• THE INPUT
⟨
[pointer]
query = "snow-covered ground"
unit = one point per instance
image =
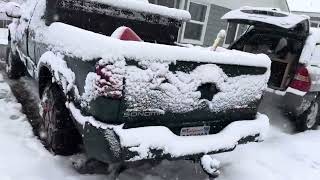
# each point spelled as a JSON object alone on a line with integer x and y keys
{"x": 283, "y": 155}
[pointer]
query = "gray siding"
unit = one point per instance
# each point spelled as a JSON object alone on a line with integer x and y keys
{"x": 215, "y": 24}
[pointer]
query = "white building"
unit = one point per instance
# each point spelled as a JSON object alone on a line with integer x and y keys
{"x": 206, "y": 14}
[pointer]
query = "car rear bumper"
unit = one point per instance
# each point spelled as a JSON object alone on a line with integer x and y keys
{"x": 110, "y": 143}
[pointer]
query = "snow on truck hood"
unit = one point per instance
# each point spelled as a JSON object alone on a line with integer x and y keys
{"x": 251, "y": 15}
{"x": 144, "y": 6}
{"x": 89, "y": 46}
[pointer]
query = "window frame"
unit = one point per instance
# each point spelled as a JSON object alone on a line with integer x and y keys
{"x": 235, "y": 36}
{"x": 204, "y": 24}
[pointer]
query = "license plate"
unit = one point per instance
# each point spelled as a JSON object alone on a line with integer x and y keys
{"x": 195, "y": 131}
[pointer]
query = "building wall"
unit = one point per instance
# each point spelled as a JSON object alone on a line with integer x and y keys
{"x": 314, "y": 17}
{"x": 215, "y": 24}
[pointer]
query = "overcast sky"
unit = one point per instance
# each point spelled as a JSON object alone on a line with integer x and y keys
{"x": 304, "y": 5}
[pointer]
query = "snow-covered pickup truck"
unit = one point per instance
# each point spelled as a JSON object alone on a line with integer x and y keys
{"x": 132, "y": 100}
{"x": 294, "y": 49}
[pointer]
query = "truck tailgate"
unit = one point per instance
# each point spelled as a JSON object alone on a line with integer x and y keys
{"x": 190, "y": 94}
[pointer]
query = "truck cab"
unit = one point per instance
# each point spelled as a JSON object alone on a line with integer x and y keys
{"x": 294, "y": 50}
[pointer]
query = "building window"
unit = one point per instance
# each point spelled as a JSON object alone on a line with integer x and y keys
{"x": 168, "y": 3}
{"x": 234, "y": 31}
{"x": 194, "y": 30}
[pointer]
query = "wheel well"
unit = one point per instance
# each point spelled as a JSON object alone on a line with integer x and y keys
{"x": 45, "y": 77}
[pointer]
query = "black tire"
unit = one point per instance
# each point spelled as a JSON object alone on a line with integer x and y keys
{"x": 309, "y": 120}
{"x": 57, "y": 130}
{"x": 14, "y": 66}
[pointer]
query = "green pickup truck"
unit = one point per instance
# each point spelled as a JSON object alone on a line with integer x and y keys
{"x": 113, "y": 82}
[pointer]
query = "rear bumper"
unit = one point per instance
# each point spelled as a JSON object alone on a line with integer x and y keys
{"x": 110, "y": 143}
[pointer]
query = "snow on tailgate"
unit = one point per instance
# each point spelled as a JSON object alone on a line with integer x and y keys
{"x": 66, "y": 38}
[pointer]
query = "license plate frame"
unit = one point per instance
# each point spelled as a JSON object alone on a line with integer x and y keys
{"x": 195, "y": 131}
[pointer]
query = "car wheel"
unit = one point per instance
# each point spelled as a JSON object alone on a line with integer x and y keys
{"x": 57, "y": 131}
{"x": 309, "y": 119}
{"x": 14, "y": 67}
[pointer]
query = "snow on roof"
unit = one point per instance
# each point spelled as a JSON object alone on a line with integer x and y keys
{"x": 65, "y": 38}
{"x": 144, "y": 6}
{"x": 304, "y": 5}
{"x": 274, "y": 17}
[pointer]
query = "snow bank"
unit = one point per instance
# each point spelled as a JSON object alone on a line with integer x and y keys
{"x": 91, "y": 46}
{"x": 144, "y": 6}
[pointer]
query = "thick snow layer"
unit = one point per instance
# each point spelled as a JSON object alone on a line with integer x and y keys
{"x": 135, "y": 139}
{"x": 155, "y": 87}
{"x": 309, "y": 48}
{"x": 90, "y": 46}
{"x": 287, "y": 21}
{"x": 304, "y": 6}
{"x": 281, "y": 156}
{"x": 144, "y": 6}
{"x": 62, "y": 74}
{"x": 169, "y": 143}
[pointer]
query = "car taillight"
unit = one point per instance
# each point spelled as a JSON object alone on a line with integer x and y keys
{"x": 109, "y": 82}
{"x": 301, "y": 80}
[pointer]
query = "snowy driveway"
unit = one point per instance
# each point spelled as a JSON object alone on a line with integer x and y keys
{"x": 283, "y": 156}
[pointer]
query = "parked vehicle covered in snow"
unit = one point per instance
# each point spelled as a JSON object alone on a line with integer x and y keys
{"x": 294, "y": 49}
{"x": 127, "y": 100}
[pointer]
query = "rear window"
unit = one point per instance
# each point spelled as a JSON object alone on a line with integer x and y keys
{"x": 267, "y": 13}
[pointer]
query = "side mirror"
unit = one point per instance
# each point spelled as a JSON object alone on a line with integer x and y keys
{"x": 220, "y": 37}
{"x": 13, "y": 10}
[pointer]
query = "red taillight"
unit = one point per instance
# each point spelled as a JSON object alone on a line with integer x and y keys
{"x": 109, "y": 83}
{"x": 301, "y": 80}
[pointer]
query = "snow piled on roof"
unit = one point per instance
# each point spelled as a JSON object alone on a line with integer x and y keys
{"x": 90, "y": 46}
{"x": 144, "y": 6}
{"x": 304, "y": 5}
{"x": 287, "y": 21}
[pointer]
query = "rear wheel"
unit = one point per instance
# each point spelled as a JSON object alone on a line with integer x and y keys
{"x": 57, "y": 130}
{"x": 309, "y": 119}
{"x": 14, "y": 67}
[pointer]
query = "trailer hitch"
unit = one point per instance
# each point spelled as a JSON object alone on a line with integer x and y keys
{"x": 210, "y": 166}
⟩
⟨
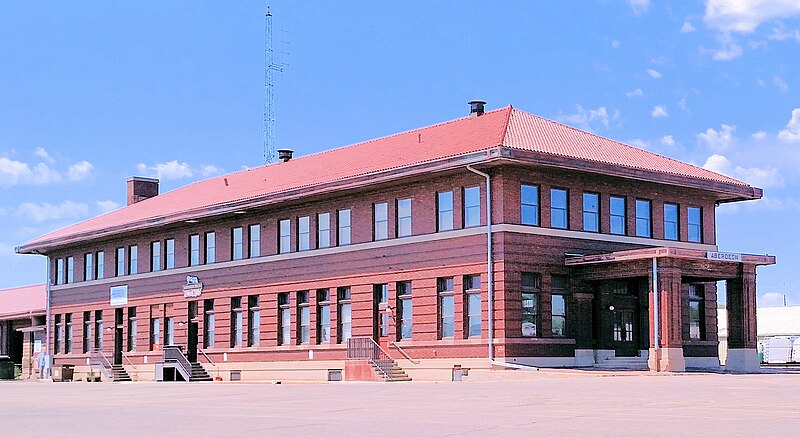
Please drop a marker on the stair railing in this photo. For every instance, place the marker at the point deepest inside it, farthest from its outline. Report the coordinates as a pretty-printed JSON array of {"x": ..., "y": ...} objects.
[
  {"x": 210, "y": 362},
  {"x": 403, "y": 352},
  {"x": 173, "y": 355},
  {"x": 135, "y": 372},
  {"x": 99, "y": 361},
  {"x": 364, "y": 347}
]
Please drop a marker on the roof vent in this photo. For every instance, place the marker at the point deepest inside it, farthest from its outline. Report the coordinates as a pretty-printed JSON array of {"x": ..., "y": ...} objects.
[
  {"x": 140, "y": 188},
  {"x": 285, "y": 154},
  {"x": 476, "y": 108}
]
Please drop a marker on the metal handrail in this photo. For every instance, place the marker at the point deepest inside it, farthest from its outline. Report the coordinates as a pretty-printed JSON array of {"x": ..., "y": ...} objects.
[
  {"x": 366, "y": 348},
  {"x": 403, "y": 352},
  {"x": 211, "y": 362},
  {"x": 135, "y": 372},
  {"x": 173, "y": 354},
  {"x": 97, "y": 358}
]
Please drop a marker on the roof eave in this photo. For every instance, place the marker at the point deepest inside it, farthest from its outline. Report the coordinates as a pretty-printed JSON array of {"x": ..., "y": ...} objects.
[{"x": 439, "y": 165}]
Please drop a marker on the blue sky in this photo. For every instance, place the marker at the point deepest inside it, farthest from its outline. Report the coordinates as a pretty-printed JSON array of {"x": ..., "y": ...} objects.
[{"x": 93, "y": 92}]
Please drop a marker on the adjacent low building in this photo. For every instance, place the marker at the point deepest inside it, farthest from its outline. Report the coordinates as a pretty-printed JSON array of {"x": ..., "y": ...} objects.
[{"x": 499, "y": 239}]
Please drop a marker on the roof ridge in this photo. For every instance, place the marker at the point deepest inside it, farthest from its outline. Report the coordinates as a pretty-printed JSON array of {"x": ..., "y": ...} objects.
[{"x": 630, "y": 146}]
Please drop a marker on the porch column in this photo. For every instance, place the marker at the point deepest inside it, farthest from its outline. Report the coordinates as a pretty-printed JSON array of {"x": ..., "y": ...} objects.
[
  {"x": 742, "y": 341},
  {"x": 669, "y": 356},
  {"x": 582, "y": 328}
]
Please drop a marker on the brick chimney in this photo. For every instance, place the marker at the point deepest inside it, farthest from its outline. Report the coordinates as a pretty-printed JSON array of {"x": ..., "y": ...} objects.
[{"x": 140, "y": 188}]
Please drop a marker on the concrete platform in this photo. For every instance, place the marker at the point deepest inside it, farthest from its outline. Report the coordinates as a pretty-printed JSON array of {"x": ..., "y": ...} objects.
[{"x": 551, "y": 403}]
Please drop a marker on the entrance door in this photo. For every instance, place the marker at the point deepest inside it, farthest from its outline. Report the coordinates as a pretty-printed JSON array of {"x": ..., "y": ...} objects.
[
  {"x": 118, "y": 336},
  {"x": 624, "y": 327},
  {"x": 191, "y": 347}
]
⟩
⟨
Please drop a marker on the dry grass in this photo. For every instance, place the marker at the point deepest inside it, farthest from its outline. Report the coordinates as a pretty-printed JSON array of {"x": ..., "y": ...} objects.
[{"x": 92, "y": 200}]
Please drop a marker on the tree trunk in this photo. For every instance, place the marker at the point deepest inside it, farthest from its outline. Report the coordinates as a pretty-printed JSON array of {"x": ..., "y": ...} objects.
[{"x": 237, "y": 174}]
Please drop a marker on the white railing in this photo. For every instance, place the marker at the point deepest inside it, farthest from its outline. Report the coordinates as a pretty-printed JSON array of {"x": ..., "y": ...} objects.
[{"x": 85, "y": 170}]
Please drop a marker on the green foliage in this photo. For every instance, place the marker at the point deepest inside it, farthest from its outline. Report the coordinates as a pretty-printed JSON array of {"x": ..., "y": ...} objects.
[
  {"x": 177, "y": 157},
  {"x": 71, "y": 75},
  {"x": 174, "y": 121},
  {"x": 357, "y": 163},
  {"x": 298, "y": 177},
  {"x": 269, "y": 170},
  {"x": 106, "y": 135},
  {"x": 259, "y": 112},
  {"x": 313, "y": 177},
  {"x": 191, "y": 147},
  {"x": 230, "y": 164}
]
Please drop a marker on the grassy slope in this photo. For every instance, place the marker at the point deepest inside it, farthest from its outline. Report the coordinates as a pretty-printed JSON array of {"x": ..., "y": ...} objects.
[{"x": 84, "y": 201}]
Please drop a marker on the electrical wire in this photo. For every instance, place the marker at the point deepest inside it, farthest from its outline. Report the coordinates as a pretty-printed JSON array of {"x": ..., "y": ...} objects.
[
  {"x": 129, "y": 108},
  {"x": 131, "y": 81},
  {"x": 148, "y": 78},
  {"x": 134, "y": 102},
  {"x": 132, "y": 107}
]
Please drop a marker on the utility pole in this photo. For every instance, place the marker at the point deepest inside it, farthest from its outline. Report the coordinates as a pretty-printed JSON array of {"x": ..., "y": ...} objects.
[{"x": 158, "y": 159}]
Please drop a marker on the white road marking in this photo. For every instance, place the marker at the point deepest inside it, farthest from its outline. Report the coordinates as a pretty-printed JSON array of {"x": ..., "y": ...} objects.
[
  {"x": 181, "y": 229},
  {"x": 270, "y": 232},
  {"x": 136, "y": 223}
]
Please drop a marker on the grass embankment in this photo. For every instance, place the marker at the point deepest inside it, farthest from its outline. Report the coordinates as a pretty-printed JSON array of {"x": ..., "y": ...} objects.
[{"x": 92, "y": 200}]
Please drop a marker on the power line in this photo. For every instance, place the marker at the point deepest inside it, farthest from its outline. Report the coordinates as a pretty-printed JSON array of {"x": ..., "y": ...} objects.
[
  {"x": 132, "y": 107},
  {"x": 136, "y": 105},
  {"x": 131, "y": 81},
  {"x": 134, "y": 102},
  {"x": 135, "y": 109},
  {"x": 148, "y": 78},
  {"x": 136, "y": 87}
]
⟩
• INSTRUCTIONS FOR THE TASK
Copy task for the entries above: every line with the string "license".

• SOLUTION BELOW
query = "license plate"
query = "license plate frame"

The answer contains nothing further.